*Work to complete*: Find the line with "Segment out girl's ear from the image above." in the records below. Copy it and every line after it, up to and including the line with "Segment out girl's face from the image above.".

*Record extracts*:
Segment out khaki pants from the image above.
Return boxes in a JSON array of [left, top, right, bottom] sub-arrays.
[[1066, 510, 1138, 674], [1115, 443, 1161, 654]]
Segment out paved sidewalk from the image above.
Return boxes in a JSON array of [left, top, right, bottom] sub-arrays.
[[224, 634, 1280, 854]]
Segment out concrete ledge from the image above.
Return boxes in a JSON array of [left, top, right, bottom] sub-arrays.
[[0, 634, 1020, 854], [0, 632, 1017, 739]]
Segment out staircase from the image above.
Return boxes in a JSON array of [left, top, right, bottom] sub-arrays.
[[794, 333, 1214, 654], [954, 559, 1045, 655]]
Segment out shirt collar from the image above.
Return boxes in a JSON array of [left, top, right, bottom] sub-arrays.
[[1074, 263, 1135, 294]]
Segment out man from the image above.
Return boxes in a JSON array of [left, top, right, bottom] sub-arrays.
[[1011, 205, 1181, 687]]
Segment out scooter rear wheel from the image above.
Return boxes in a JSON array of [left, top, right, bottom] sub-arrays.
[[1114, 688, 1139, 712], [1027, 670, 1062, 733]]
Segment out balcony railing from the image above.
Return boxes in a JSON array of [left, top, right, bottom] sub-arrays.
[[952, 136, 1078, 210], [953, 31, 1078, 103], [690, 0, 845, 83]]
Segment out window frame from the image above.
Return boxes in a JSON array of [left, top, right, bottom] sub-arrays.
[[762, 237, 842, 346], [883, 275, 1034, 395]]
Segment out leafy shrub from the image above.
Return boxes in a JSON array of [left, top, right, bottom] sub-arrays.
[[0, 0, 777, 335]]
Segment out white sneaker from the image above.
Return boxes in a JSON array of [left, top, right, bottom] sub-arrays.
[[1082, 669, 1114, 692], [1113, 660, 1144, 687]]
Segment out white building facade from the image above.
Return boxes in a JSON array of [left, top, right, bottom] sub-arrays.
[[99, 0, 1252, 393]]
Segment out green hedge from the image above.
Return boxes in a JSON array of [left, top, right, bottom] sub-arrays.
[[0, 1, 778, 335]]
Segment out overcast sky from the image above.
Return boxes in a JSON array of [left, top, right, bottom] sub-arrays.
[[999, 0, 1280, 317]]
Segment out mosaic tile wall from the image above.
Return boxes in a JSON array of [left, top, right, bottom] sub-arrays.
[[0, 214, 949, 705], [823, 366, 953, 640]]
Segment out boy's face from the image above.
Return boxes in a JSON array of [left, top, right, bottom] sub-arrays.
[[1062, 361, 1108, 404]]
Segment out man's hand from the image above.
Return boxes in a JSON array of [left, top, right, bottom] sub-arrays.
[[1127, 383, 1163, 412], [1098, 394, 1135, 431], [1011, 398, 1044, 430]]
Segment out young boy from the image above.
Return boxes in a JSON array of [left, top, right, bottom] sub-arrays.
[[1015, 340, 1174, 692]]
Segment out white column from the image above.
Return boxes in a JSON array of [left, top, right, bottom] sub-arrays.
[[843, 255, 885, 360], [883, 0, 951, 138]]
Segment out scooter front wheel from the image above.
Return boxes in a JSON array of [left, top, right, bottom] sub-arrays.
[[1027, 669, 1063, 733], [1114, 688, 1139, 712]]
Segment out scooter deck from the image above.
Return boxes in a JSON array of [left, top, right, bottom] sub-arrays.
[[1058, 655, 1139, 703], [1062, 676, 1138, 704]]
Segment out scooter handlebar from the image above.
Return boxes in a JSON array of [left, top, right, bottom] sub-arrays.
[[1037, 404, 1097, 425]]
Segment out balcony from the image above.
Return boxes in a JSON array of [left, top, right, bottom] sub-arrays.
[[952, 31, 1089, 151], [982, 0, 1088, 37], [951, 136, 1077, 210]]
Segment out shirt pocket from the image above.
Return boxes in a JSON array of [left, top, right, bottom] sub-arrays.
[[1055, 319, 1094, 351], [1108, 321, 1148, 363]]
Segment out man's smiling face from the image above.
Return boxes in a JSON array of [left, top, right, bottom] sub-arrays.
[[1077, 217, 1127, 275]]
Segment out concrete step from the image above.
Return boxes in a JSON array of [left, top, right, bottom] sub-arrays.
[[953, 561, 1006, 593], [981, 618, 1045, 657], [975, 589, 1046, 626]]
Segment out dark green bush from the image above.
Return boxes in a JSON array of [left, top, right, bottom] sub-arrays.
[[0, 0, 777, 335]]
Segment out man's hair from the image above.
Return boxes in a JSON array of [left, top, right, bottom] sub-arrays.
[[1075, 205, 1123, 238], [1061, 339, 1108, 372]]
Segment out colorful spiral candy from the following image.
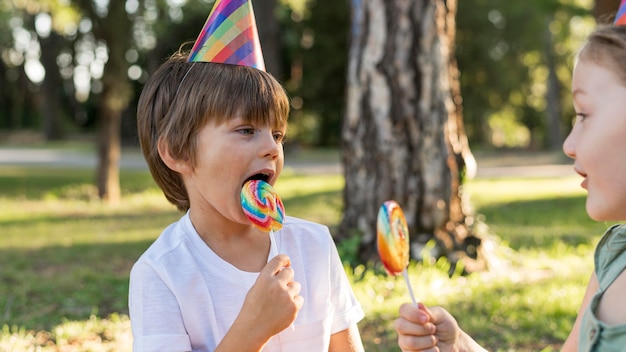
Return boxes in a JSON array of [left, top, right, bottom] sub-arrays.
[[241, 179, 285, 232], [377, 200, 410, 276]]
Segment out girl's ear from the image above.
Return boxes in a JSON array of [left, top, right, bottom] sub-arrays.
[[157, 139, 192, 175]]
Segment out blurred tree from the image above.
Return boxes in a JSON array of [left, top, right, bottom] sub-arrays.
[[595, 0, 621, 20], [455, 0, 592, 150], [71, 0, 136, 203], [299, 0, 350, 146], [340, 0, 484, 272], [0, 3, 12, 128], [2, 1, 82, 137], [39, 26, 67, 139], [257, 0, 284, 78]]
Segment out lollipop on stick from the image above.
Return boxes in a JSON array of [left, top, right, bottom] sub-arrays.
[[377, 200, 418, 305], [241, 180, 294, 331], [241, 179, 285, 257]]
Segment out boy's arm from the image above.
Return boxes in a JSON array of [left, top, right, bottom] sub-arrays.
[[329, 324, 365, 352]]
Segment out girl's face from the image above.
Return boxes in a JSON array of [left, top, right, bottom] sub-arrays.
[[184, 116, 286, 228], [563, 58, 626, 221]]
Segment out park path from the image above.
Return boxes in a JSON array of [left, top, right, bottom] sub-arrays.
[[0, 146, 574, 179]]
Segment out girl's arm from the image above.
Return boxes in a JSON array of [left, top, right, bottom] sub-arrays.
[[329, 324, 365, 352], [562, 272, 599, 352]]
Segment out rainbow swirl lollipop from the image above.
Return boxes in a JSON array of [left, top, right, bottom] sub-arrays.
[[377, 200, 417, 305], [241, 179, 285, 233]]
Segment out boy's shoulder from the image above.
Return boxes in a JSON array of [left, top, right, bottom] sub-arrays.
[[280, 216, 335, 249], [283, 215, 328, 229], [136, 216, 189, 263]]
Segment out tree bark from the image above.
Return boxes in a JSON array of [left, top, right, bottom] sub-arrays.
[[39, 30, 66, 140], [84, 0, 133, 203], [543, 15, 563, 151], [340, 0, 484, 273], [594, 0, 621, 22], [255, 0, 283, 79]]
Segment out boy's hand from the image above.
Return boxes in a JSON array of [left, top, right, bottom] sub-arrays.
[[216, 255, 303, 351], [241, 254, 303, 337]]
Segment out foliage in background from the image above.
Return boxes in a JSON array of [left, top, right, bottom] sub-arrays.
[[456, 0, 594, 149], [0, 0, 607, 149]]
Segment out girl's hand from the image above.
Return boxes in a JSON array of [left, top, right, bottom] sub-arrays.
[[395, 303, 487, 352]]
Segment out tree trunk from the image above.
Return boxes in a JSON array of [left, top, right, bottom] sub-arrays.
[[340, 0, 484, 273], [0, 60, 9, 126], [88, 0, 133, 203], [543, 15, 563, 151], [255, 0, 283, 79], [594, 0, 621, 21], [39, 30, 66, 140]]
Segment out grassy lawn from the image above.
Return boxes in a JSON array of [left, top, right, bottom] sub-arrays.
[[0, 162, 612, 351]]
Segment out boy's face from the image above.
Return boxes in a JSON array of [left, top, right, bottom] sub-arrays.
[[564, 58, 626, 221], [184, 116, 286, 226]]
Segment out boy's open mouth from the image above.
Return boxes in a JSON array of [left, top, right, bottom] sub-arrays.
[[243, 173, 271, 186]]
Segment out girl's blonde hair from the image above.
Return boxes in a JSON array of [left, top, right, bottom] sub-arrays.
[[577, 25, 626, 84], [137, 51, 290, 211]]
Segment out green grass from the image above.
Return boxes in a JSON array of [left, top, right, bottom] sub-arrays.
[[0, 165, 611, 351]]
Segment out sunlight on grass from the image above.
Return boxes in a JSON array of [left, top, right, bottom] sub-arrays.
[[275, 173, 344, 225], [465, 176, 585, 207], [1, 314, 131, 352]]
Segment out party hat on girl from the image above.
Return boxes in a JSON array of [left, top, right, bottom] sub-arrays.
[[615, 0, 626, 25], [188, 0, 265, 71]]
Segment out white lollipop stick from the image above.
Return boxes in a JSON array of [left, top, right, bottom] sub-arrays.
[[269, 229, 278, 258], [402, 269, 418, 306]]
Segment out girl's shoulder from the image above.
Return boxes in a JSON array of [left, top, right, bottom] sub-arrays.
[[595, 223, 626, 289], [596, 224, 626, 254]]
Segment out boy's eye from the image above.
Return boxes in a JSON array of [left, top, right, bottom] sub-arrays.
[[273, 132, 285, 143], [239, 127, 255, 135]]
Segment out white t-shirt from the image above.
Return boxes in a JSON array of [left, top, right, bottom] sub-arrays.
[[129, 212, 364, 351]]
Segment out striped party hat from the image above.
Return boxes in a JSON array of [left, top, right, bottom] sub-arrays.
[[616, 0, 626, 25], [188, 0, 265, 71]]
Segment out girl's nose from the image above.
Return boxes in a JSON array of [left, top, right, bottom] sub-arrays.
[[562, 127, 576, 159]]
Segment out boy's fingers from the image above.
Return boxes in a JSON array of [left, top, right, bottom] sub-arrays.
[[264, 254, 291, 275]]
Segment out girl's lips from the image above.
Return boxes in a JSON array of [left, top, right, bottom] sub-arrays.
[[574, 168, 588, 190], [573, 166, 586, 178], [574, 166, 589, 189], [581, 178, 588, 190]]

*Answer to this task*:
Segment out girl's ear from the image above.
Return boxes in a JSON array of [left, top, right, bottom] sub-arrays.
[[157, 139, 192, 175]]
Segment out blurred tree from the image above.
Return boxes in a JSON array of [left, top, right, bottom] sub-arrays.
[[595, 0, 621, 20], [455, 0, 592, 150], [71, 0, 136, 203], [299, 0, 350, 146], [340, 0, 484, 272], [0, 3, 12, 128], [2, 1, 82, 137], [39, 26, 67, 139], [257, 0, 284, 78]]
Segment out lollipop on stick from the image above.
Return boxes in a JSON array of [left, top, right, bottom] sub-arrays.
[[377, 200, 418, 305], [241, 180, 294, 331], [241, 179, 285, 257]]
Segment out boy's arm from the image above.
Return boxes in a JSON array of [left, top, right, bottom] sub-arrays.
[[329, 324, 365, 352]]
Segment out girl's face from the image above.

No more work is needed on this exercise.